### TASK INPUT
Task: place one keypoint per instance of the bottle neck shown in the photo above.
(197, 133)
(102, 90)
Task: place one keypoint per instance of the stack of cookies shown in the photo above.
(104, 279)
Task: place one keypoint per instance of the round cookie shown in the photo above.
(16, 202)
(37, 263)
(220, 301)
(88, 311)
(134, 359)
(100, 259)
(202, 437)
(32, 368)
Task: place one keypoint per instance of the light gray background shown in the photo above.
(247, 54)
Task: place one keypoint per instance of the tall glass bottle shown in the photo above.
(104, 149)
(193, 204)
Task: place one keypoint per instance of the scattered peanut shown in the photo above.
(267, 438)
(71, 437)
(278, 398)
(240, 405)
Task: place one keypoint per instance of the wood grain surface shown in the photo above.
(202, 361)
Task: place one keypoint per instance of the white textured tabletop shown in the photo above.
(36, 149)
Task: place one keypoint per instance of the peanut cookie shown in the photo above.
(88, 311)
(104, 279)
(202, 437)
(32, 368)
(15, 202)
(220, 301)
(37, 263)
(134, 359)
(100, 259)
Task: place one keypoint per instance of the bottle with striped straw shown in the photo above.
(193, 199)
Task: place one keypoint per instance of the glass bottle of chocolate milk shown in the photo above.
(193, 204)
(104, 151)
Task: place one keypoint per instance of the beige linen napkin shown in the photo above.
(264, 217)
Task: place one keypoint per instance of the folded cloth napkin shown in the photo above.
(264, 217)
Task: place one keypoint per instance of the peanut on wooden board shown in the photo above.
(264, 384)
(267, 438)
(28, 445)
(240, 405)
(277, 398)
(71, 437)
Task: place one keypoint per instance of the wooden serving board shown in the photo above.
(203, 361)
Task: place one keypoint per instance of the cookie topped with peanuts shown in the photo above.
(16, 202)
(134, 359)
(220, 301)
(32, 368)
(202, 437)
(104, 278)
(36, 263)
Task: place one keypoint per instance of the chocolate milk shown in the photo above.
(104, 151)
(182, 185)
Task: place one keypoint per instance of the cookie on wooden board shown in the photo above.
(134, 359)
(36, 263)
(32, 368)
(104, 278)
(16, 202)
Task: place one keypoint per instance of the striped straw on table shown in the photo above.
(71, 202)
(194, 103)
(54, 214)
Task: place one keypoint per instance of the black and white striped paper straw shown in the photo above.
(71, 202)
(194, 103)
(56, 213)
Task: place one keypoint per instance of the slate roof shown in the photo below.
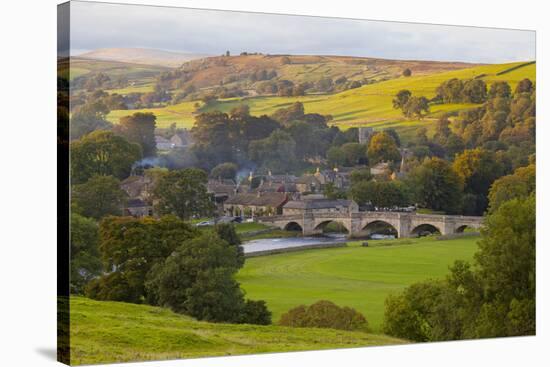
(272, 199)
(317, 204)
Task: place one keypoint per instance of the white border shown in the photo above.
(28, 182)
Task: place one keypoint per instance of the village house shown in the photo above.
(221, 190)
(338, 177)
(162, 143)
(138, 208)
(308, 184)
(139, 191)
(255, 204)
(381, 169)
(320, 206)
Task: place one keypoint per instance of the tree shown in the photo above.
(474, 91)
(325, 314)
(478, 168)
(102, 153)
(130, 248)
(227, 232)
(401, 98)
(139, 128)
(436, 185)
(85, 258)
(516, 186)
(89, 117)
(276, 152)
(98, 197)
(382, 148)
(183, 193)
(416, 107)
(198, 280)
(354, 153)
(450, 91)
(495, 298)
(226, 170)
(382, 194)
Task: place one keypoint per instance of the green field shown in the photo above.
(353, 276)
(370, 105)
(114, 332)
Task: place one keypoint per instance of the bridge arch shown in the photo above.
(323, 225)
(423, 228)
(380, 227)
(293, 226)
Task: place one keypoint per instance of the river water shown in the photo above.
(280, 243)
(266, 244)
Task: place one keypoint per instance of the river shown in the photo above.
(266, 244)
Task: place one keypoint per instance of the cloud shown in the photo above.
(99, 25)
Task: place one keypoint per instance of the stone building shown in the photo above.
(320, 206)
(255, 204)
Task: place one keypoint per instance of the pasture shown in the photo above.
(352, 276)
(369, 105)
(115, 332)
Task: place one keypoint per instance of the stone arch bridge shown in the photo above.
(360, 224)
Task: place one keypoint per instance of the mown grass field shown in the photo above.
(114, 332)
(353, 276)
(370, 105)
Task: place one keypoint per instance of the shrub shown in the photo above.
(325, 314)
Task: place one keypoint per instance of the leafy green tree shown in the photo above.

### THE TASK
Please reproduce every line above word for word, from the first to the last, and leave out the pictures.

### RESPONSE
Task: place one keypoint per instance of the bottle neck shown in the photo above.
(197, 133)
(102, 90)
Task: place one keypoint per instance of the stack of cookies shown in the photo above.
(104, 279)
Task: place one keypoint per instance of the round cookie shown in the photo above.
(16, 202)
(37, 263)
(220, 301)
(88, 311)
(134, 359)
(100, 259)
(202, 437)
(32, 368)
Task: place one keypoint per instance of the light gray background shown in the photo above.
(247, 54)
Task: place one keypoint per instance of the tall glass bottle shown in the photo above.
(104, 149)
(193, 204)
Task: place one keypoint per instance of the scattered peanut shown in the photo above.
(267, 438)
(71, 437)
(278, 398)
(240, 405)
Task: place one keypoint per instance of the wood grain surface shown in the photo above.
(202, 361)
Task: place one keypoint per instance of the white textured tabletop shown in the photo above.
(36, 149)
Task: place one keypoint per instance of the peanut cookie shown in the photo above.
(88, 311)
(104, 279)
(202, 437)
(32, 368)
(15, 202)
(220, 301)
(37, 263)
(134, 359)
(100, 259)
Task: place one keypoint per instance of the bottle with striped straw shown in the photo above.
(193, 199)
Task: place one keypoint per instance of the glass bottle of chocolate milk shown in the photo above.
(193, 204)
(104, 151)
Task: place one keypoint per instance of the beige linen napkin shown in the photo above.
(264, 217)
Task: place one keypoint per instance of the folded cloth napkin shown in the photo above.
(264, 217)
Task: place one keypoint per instance of the peanut on wooden board shown in the photo above.
(264, 384)
(267, 438)
(28, 445)
(240, 405)
(277, 398)
(71, 437)
Task: place one keypoint per instance of the wooden serving board shown in the photo above.
(203, 361)
Task: place one keypoint per instance of the cookie topped with peanuts shown in the photo above.
(16, 202)
(134, 359)
(220, 301)
(32, 368)
(202, 437)
(104, 278)
(36, 263)
Task: place one keypoint per instance of the chocolate milk shown in the photo above.
(104, 151)
(182, 185)
Task: place one keypoint per instance of the cookie on wooden board shown in the photo above.
(134, 359)
(36, 263)
(32, 368)
(104, 278)
(16, 202)
Task: place one keypoint per instance of the striped straw on table shown in the photo above.
(71, 202)
(194, 103)
(54, 214)
Task: place one keypoint per instance of the black and white striped paper straw shown in the photo above.
(71, 202)
(194, 103)
(56, 213)
Task: place one keypoint per instance of the slate roof shown in the photo below.
(272, 199)
(317, 204)
Task: place one keypoint per instance of the white border shown in the photo above.
(28, 182)
Task: place one keypoint per instance of the village house shown in the photo above.
(221, 190)
(338, 177)
(162, 143)
(138, 208)
(308, 184)
(139, 191)
(255, 204)
(381, 169)
(320, 206)
Task: place one keypoint per instance of the tree shown in the photo above.
(474, 91)
(325, 314)
(478, 168)
(102, 153)
(130, 248)
(227, 232)
(401, 98)
(139, 128)
(436, 185)
(85, 258)
(516, 186)
(89, 117)
(276, 152)
(98, 197)
(382, 148)
(183, 193)
(416, 107)
(198, 280)
(354, 153)
(450, 91)
(495, 298)
(226, 170)
(382, 194)
Task: place one keypoint per instance of the green field shown in the photo above.
(353, 276)
(370, 105)
(114, 332)
Task: place one keypoint per instance of the bridge arch shown in the photo above.
(323, 225)
(423, 228)
(380, 227)
(293, 226)
Task: place one keypoint per instance of the river water shown in the photo above.
(280, 243)
(266, 244)
Task: place one keypoint per instance of the river shown in the photo above.
(266, 244)
Task: place one keypoint per instance of the cloud shown in the photo above.
(99, 25)
Task: place one keypoint per instance of the stone building shown in the photo above.
(320, 206)
(255, 204)
Task: place one keypoint per instance of the pasture shown in the photo above.
(352, 276)
(369, 105)
(115, 332)
Task: place one keypoint per instance of the stone arch bridge shown in the photo above.
(360, 224)
Task: place one keypoint per instance of the mown grass field shown in the photo above.
(114, 332)
(353, 276)
(370, 105)
Task: place one keypoint per instance of the shrub shown in the photo above.
(325, 314)
Task: place one keypoint per instance of the leafy green tree shown in the photo above.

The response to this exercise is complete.